— TASK ITEM —
Output exactly the lines from the one containing "positive clicks: (307, 210)" to the last line of the material, inclusive, and nothing more.

— DATA FOR PROCESSING —

* * * * *

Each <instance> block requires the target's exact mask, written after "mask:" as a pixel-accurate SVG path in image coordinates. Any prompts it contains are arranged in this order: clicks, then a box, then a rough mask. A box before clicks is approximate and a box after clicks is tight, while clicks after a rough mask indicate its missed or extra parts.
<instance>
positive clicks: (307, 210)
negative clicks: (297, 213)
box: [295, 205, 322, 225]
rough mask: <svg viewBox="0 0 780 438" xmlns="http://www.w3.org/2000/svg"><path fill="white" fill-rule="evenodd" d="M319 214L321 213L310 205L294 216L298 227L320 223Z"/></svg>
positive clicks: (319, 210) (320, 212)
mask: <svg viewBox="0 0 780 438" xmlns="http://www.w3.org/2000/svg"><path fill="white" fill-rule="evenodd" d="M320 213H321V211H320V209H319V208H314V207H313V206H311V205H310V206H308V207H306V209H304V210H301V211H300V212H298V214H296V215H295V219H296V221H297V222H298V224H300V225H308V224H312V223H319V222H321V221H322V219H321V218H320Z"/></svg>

* * * * *

— EXERCISE OUTPUT —
positive clicks: (307, 210)
negative clicks: (297, 213)
box: [295, 205, 322, 225]
rough mask: <svg viewBox="0 0 780 438" xmlns="http://www.w3.org/2000/svg"><path fill="white" fill-rule="evenodd" d="M319 214L321 213L310 205L294 216L298 227L320 223Z"/></svg>
positive clicks: (319, 210) (320, 212)
mask: <svg viewBox="0 0 780 438" xmlns="http://www.w3.org/2000/svg"><path fill="white" fill-rule="evenodd" d="M320 213H321V211H320V209H319V208H314V207H313V206H311V205H310V206H308V207H306V209H304V210H301V211H300V212H298V214H296V215H295V219H296V221H297V222H298V224H300V225H308V224H312V223H319V222H321V221H322V219H321V218H320Z"/></svg>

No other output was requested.